[[ Supplied material open ]]

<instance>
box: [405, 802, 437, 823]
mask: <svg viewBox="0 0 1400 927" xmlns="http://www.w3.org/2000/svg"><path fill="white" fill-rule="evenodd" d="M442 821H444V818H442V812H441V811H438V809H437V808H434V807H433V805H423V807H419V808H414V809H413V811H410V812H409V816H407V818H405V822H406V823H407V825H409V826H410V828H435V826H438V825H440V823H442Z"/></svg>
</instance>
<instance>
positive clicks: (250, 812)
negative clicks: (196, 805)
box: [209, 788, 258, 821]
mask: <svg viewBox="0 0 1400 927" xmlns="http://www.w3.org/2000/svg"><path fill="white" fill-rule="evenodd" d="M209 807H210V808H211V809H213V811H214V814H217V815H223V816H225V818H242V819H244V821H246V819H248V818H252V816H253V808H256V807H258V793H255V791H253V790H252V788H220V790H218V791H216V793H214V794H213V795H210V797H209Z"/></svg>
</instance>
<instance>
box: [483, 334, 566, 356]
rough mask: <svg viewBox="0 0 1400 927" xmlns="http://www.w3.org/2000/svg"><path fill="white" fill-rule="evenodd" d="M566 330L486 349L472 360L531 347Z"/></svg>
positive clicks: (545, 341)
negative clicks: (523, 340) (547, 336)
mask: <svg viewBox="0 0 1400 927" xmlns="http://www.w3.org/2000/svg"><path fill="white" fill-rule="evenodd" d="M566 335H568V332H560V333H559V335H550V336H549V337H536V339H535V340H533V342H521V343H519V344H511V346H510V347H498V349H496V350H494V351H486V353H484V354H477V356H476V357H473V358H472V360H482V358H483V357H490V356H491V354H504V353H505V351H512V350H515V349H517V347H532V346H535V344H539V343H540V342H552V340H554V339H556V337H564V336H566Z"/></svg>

[[ Supplied material closed ]]

> Try it: Among the entries above, how many lines include "positive"? State the number and nothing else.

> Answer below: 2